Exercise details:
The output must reproduce each line of the data word for word.

Available data:

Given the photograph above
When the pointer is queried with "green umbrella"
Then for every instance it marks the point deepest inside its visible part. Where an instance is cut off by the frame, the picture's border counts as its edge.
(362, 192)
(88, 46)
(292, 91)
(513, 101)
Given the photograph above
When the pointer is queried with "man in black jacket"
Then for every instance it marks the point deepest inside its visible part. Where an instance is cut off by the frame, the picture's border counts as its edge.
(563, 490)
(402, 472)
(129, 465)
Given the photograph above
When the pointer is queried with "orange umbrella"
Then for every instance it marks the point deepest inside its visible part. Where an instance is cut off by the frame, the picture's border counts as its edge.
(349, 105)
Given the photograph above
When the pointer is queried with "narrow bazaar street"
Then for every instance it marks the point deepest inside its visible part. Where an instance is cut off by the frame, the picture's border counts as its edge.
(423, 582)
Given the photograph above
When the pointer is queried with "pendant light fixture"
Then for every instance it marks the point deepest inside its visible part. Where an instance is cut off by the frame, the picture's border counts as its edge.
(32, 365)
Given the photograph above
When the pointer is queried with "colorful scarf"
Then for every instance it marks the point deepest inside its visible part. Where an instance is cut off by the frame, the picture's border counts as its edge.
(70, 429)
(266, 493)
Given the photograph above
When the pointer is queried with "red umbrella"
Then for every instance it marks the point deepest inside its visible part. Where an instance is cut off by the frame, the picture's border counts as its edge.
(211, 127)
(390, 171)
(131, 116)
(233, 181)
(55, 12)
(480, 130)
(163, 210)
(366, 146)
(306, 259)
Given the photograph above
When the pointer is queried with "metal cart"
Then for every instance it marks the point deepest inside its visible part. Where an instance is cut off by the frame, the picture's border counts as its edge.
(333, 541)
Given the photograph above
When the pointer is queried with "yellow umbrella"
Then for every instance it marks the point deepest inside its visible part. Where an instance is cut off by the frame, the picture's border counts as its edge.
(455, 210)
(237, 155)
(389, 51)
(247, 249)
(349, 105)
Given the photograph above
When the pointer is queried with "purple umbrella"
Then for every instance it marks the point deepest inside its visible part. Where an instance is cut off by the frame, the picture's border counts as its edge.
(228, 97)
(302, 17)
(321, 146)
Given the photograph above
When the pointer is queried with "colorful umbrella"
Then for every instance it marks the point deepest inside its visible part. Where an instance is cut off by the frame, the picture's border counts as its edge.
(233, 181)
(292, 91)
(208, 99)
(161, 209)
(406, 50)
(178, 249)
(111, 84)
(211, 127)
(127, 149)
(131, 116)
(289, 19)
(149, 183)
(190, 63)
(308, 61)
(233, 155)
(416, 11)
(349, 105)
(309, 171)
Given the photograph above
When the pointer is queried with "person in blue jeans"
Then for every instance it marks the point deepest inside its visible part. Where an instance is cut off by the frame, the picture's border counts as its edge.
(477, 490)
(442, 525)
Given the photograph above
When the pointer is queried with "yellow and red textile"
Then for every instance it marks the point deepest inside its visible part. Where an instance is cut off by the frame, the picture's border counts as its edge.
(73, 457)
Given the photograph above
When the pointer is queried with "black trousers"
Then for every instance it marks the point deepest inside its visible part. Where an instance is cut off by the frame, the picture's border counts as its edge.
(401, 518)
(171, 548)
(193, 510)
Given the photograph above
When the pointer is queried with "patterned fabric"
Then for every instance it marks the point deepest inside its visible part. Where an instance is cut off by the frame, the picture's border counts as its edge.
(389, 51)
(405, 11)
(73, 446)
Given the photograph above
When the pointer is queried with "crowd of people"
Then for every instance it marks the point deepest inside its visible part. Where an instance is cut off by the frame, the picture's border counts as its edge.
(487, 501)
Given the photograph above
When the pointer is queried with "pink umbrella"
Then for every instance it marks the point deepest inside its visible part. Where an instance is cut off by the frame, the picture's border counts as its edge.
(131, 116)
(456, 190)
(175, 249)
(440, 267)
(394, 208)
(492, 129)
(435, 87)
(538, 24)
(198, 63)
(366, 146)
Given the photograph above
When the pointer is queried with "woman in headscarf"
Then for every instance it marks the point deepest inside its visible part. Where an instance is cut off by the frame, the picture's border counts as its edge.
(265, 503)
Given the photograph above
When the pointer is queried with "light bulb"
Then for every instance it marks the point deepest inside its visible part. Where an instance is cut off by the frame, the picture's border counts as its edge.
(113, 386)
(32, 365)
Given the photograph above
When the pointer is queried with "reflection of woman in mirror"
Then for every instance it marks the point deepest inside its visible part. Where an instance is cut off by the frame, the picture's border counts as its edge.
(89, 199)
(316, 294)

Solution below:
Given the photograph above
When the pointer is queried with "green umbrella"
Then for every instance it marks the point deepest inside its visible part. Where an instance is cut off by the frame, the picture's border counts as its edge.
(362, 192)
(88, 46)
(292, 91)
(513, 101)
Given the photograph above
When the pointer is queried with "man in black jacket"
Then for every instance it marks the point deepest inside its visible part. Where an instance is cut off by the frame, the picture's border counts as its edge.
(563, 490)
(402, 472)
(129, 465)
Given the photograph above
When the pointer is queried with "orange umbrella"
Then for every instance it marks the point deepest inside its visible part. Where an instance is cut off by the frame, the picture's border counts as its edge.
(349, 105)
Given the photograph above
When the pointer is queried with "narrow bazaar street"
Then for every instance it marks the point deepest inside its visible part. Where an instance is cut off by the frame, the picture's border counts as its edge.
(423, 582)
Given the photograph above
When the pointer is queried with "pendant light fixture"
Then for every instance it marks the point deepest inside its visible part. Where an instance is cut off by the frame, the picture's border counts as its edge.
(32, 365)
Given the photograph above
When the pointer is queried with "colorful scarf"
Then for every instance it marks the point deepest inside its visible part. Where an instance is cut off by the frame, the picture's border counts as its edge.
(70, 429)
(266, 493)
Given the photograph above
When the pointer is queried with "red umbrella"
Then for every instance it marks the point deepest inside its visible part. Where an instance is cut off by the frame, the picture's border counts as its edge.
(211, 127)
(390, 171)
(131, 116)
(233, 181)
(55, 12)
(480, 130)
(163, 210)
(366, 146)
(306, 259)
Given the photograph above
When the pointer is queried with "metal cart"
Then for every instance it marks the point deepest inside its visible part. Where an instance is cut off by the frame, the picture's border counts as its edge.
(333, 541)
Given the photograph above
When the pointer is queried with "yellow umbrella"
Then for every instance it marks the point deepest inside its visible part. Where an instance is cut off by the frame, the picture's border counts as its edge.
(455, 210)
(237, 155)
(389, 51)
(247, 249)
(349, 105)
Given the photograph above
When the pointer is queried with "purple umbrella"
Then for every instance it marks the point deepest inside its visible part. Where an instance is cut off by the frame, the picture's border counts as its edge.
(228, 97)
(302, 17)
(321, 146)
Given the photograph above
When the pointer is queried with "colorful umbrella"
Then for every instance it marks the point deepest inside its visible part. Where an instance is cut off by the frame, the picture's border counts as its edge.
(233, 181)
(292, 91)
(208, 99)
(161, 209)
(406, 50)
(178, 249)
(111, 84)
(211, 127)
(127, 149)
(131, 116)
(289, 19)
(149, 183)
(190, 63)
(308, 61)
(233, 155)
(416, 11)
(349, 105)
(309, 171)
Given the photograph above
When the pointer is queried with "person in blue jeans"
Then for every instance it marks the point deepest inside its visible part. Where an instance is cut off by the frame, the picture's border counts as its edge.
(477, 490)
(442, 525)
Given the photograph above
When the pointer is queried with "yellow and red textile"
Then for every instance it marks the point deepest inside its visible part. Where an instance is cut off by the frame, the picture's border counts as its edge.
(73, 457)
Given the photograph above
When the pointer is queried with "black trousers"
Then for every instance it marks the point deepest inside its visible part. Where an instance is cut off by the frame, the picture's border counts as its edge.
(401, 518)
(171, 548)
(193, 510)
Given the photograph above
When the pointer is queried with "patterned fabric"
Then for every instance it marks the point deepest inside its visible part. Where an instance is cut off by the frame, the picture's border counts as its edge.
(389, 51)
(405, 11)
(73, 446)
Given the photograph above
When the pointer is queried with "crowd of people"
Then for every instance it marks the point deepest inside its visible part. Where an instance is cut off by the frame, the picture's border counts as its edge.
(487, 501)
Given the photograph above
When the pointer is queried with "pink umbrella"
Then for every instance it marks the point deepest inside its visible part. Where an instance is cut off by the frame, the picture's border counts as its edge.
(131, 116)
(456, 190)
(175, 249)
(440, 267)
(394, 208)
(492, 129)
(435, 87)
(538, 24)
(198, 63)
(366, 146)
Given the photograph above
When the pointer is queried with "woman in headscarf"
Then for every instance it marks the point deepest inside its visible part. Where an instance is cut off by the frame, the picture's border counts as its edge.
(265, 503)
Given the photograph above
When the pointer is queried with "light bulb"
Then for every instance it marks the point deepest inside its visible part. Where an instance is cut off by the frame, the picture's border counts as its edge.
(113, 386)
(32, 365)
Given the photograph above
When the pointer is queried with "reflection of woman in mirror"
Then for every instance it marks the point deepest inside its visible part. Where an instance is cut off by the frame, the picture's border counts as its edge.
(89, 199)
(316, 294)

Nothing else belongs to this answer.